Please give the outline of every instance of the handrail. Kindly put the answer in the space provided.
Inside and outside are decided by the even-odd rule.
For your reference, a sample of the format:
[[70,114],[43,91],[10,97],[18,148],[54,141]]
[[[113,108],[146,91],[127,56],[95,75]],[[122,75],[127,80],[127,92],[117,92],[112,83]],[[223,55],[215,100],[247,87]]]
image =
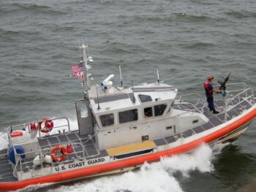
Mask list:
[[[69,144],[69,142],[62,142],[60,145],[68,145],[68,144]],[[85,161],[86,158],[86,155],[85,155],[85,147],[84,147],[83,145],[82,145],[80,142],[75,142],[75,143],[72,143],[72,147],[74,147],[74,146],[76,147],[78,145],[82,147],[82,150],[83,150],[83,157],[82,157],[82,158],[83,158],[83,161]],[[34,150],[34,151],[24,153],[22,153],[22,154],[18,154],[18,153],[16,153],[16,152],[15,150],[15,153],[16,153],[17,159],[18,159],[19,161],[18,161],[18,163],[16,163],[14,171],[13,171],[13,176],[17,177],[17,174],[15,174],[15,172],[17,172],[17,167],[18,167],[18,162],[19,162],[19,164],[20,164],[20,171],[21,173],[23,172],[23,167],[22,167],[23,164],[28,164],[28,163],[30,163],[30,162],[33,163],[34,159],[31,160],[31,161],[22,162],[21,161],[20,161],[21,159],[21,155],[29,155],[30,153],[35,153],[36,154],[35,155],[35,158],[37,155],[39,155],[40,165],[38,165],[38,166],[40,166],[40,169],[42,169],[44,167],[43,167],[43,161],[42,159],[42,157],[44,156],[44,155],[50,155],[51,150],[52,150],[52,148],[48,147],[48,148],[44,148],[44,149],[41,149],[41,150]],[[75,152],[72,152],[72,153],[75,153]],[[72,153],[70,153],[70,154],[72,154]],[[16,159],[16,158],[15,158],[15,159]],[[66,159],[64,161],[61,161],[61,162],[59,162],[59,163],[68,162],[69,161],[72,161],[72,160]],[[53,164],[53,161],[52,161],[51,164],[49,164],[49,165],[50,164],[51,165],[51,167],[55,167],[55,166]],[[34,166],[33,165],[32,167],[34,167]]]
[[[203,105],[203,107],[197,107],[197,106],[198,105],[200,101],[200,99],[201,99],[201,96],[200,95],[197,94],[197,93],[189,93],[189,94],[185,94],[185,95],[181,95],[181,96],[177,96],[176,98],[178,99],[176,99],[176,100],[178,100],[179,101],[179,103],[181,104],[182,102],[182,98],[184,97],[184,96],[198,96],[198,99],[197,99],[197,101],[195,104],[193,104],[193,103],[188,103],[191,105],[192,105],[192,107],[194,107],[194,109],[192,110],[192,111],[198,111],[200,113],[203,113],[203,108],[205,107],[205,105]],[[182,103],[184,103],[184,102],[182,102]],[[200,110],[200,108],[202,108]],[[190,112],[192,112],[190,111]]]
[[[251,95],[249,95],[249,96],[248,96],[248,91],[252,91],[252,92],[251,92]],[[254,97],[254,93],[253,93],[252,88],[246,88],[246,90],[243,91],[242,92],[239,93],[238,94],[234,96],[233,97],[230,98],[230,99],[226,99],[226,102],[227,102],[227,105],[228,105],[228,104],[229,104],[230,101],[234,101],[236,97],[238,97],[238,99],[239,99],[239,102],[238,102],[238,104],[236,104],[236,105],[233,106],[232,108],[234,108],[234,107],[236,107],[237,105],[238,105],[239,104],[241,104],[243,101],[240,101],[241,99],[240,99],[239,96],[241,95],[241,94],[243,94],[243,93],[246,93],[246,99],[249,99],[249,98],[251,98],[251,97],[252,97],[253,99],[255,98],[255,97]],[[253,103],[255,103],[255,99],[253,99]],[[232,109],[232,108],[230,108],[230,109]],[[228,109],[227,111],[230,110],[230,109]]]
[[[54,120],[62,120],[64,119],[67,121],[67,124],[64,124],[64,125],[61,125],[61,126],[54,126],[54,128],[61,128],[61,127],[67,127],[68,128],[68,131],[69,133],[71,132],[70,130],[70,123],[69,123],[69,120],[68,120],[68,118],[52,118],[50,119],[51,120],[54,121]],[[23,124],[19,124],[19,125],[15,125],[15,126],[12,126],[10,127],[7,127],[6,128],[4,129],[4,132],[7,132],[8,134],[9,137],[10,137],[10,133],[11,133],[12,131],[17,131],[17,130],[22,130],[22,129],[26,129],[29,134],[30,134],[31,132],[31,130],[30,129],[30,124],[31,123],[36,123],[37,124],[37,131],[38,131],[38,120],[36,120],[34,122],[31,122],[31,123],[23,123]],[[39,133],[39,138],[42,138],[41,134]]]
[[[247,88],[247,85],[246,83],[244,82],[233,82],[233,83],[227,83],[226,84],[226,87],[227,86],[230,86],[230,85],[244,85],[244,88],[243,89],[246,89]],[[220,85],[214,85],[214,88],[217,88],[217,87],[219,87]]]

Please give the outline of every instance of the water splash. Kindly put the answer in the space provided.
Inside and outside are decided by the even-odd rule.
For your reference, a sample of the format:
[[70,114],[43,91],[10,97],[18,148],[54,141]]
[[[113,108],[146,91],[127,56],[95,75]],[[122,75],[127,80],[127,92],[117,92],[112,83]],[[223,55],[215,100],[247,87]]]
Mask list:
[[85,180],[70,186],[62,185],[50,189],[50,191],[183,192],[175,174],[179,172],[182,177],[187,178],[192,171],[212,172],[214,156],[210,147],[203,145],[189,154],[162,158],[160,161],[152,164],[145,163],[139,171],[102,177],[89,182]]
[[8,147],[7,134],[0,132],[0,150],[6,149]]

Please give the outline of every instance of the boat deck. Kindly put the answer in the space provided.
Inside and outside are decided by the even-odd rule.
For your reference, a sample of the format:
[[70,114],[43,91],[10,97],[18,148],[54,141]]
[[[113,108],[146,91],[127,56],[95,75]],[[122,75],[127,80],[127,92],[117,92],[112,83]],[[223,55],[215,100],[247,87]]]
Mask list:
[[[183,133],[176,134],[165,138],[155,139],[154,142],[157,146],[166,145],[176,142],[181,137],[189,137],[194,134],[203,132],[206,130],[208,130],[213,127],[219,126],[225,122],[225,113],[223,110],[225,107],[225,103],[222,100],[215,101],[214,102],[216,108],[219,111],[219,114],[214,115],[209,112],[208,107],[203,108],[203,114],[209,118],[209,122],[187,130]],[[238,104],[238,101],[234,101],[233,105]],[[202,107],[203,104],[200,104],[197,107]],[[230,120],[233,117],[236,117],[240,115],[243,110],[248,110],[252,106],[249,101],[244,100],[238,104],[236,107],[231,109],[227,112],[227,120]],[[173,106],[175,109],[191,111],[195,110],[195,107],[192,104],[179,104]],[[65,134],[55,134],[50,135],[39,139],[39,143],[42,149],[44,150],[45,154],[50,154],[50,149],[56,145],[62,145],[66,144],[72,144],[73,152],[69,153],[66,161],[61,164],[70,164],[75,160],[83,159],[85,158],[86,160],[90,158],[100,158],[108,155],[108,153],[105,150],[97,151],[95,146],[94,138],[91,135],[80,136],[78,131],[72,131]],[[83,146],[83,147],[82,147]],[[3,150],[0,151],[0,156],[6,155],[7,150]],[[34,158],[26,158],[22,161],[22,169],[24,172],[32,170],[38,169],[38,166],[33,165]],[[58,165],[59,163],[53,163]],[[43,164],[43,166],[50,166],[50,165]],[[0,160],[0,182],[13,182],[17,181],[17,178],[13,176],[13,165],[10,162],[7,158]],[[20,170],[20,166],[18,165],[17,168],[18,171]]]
━━━
What you should do — Rewrite all of the records above with every "Mask list" changed to "Outline list" and everything else left as it is. Omit the pictures from your answer.

Worked answer —
Please give the outline of every instance of the handrail. Kindly put the answer in the space provided.
Inside and outside are decided by the even-odd rule.
For your reference, a sample of the format:
[[70,114],[43,91],[10,97],[18,148],[54,141]]
[[[113,108],[146,91],[127,56],[95,75]],[[122,75],[127,80],[127,92],[117,92],[112,83]],[[223,55],[215,100],[247,87]]]
image =
Outline list:
[[[69,144],[69,142],[62,142],[60,145],[68,145],[68,144]],[[85,161],[86,158],[86,155],[85,155],[85,147],[84,147],[83,145],[82,145],[80,142],[75,142],[75,143],[72,143],[72,147],[74,147],[74,146],[76,147],[78,145],[82,147],[82,150],[83,150],[83,157],[82,157],[82,158],[83,158],[83,161]],[[34,150],[34,151],[24,153],[22,153],[22,154],[18,154],[18,153],[16,153],[16,152],[15,150],[15,153],[16,153],[17,159],[18,159],[19,161],[18,161],[18,163],[16,163],[14,171],[13,171],[13,176],[17,177],[17,174],[15,174],[15,172],[17,172],[17,167],[18,167],[18,162],[19,162],[19,164],[20,164],[20,171],[21,173],[23,172],[23,167],[22,167],[23,164],[28,164],[28,163],[30,163],[30,162],[33,163],[34,159],[31,160],[31,161],[22,162],[21,161],[20,161],[21,159],[21,155],[29,155],[30,153],[35,153],[36,154],[35,155],[35,158],[37,155],[39,155],[40,165],[38,165],[38,166],[40,166],[40,169],[42,169],[44,167],[43,167],[43,161],[42,159],[42,157],[44,156],[44,155],[50,155],[51,150],[52,150],[52,148],[48,147],[48,148],[44,148],[44,149],[41,149],[41,150]],[[75,152],[72,152],[72,153],[75,153]],[[72,153],[70,153],[70,154],[72,154]],[[16,159],[16,158],[15,158],[15,159]],[[66,159],[64,161],[61,161],[61,162],[59,162],[59,163],[68,162],[69,161],[72,161],[72,160]],[[53,164],[53,161],[52,161],[51,164],[49,164],[49,165],[50,164],[51,165],[51,167],[55,167],[55,166]],[[34,166],[33,165],[32,167],[34,167]]]
[[[203,105],[203,107],[197,107],[197,106],[198,105],[200,101],[200,99],[201,99],[201,96],[200,95],[197,94],[197,93],[189,93],[189,94],[185,94],[185,95],[181,95],[181,96],[177,96],[176,98],[178,99],[176,99],[176,100],[178,100],[179,101],[179,103],[181,104],[182,102],[182,98],[184,97],[184,96],[198,96],[198,99],[197,99],[197,101],[195,104],[193,104],[193,103],[188,103],[191,105],[192,105],[192,107],[194,107],[194,109],[192,110],[192,111],[198,111],[200,113],[203,113],[203,108],[205,107],[205,105]],[[182,103],[184,103],[184,102],[182,102]],[[200,110],[200,108],[202,108]],[[190,112],[192,112],[190,111]]]
[[[251,95],[249,95],[249,96],[248,96],[248,91],[252,91],[252,92],[251,92]],[[254,97],[254,93],[253,93],[252,88],[246,88],[246,90],[243,91],[242,92],[239,93],[238,94],[234,96],[233,97],[230,98],[230,99],[226,99],[226,102],[227,102],[227,105],[228,105],[228,104],[229,104],[230,101],[234,101],[236,97],[238,97],[238,99],[239,99],[239,102],[238,102],[238,104],[236,104],[236,105],[233,106],[232,108],[234,108],[234,107],[236,107],[237,105],[238,105],[239,104],[241,104],[243,101],[240,101],[241,99],[240,99],[239,96],[241,95],[241,94],[243,94],[243,93],[246,93],[246,99],[249,99],[249,98],[251,98],[251,97],[252,97],[253,99],[255,98],[255,97]],[[253,103],[255,103],[255,99],[253,99]],[[232,109],[232,108],[230,108],[230,109]],[[228,109],[227,111],[230,110],[230,109]]]
[[[54,120],[62,120],[64,119],[67,121],[67,124],[64,124],[64,125],[61,125],[61,126],[54,126],[54,128],[61,128],[61,127],[67,127],[68,128],[68,131],[69,133],[71,132],[70,130],[70,123],[69,123],[69,120],[68,120],[68,118],[52,118],[50,119],[51,120],[54,121]],[[23,124],[19,124],[19,125],[15,125],[15,126],[12,126],[10,127],[7,127],[6,128],[4,129],[4,132],[7,132],[8,134],[9,137],[10,137],[10,133],[11,133],[12,131],[17,131],[17,130],[22,130],[22,129],[26,129],[29,134],[30,134],[31,132],[31,130],[30,129],[30,124],[31,123],[36,123],[37,124],[37,131],[38,131],[38,120],[36,120],[34,122],[31,122],[31,123],[23,123]],[[39,133],[39,138],[42,138],[41,134]]]
[[[247,88],[247,85],[246,83],[244,82],[233,82],[233,83],[227,83],[226,84],[226,87],[227,86],[230,86],[230,85],[244,85],[244,88],[243,89],[246,89]],[[220,85],[214,85],[214,88],[217,88],[217,87],[219,87]]]

Please give the outline of every instance of the water splash. Kindly put the answer in the space provided.
Inside and outside are decided by the even-odd rule.
For your reference, a sample of the format:
[[70,114],[43,91],[10,97],[18,148],[54,141]]
[[[113,108],[146,91],[127,56],[95,75]],[[122,75],[127,80],[127,92],[117,92],[112,83]],[[223,55],[215,100],[247,87]]]
Outline list:
[[85,180],[70,186],[62,185],[50,189],[50,191],[183,192],[175,174],[179,172],[182,177],[187,178],[192,171],[212,172],[214,156],[210,147],[203,145],[189,154],[162,158],[160,161],[152,164],[145,163],[139,171],[102,177],[89,182]]
[[8,147],[7,134],[0,132],[0,150],[6,149]]

Please give the outline of every instance of the boat deck. Kindly put the answer in the space provided.
Inside and outside are decided by the even-odd rule.
For your reference, a sample of the format:
[[70,114],[43,91],[10,97],[18,148],[54,141]]
[[[113,108],[146,91],[127,56],[95,75]],[[122,75],[127,80],[127,92],[117,92],[112,83]],[[223,55],[215,100],[247,87]]]
Outline list:
[[[183,133],[176,134],[165,138],[155,139],[154,142],[157,146],[166,145],[176,142],[181,137],[189,137],[194,134],[203,132],[206,130],[208,130],[213,127],[219,126],[225,122],[225,113],[223,110],[225,107],[225,103],[222,100],[215,101],[214,102],[216,108],[219,111],[219,114],[214,115],[209,112],[208,107],[203,108],[203,114],[209,118],[209,122],[187,130]],[[238,104],[238,101],[234,101],[233,105]],[[202,107],[203,104],[200,104],[197,107]],[[230,120],[233,117],[236,117],[240,115],[243,110],[248,110],[252,106],[249,101],[244,100],[238,104],[236,107],[231,109],[227,112],[227,120]],[[173,106],[175,109],[191,111],[195,110],[195,107],[192,104],[179,104]],[[65,134],[55,134],[50,135],[39,139],[39,143],[42,149],[44,150],[45,154],[50,154],[50,149],[56,145],[62,145],[66,144],[72,144],[73,152],[69,153],[66,161],[61,164],[70,164],[75,160],[83,159],[85,158],[86,160],[90,158],[100,158],[108,155],[108,153],[105,150],[97,151],[95,146],[94,138],[91,135],[80,136],[78,131],[72,131]],[[83,146],[83,147],[82,147]],[[3,150],[0,151],[0,156],[6,155],[7,150]],[[34,158],[26,158],[22,161],[22,169],[24,172],[32,170],[38,169],[38,166],[33,165]],[[58,165],[59,163],[53,163]],[[43,164],[43,166],[50,166],[50,165]],[[0,160],[0,182],[13,182],[17,181],[17,178],[13,176],[13,165],[10,162],[7,158]],[[20,170],[20,166],[18,165],[17,168],[18,171]]]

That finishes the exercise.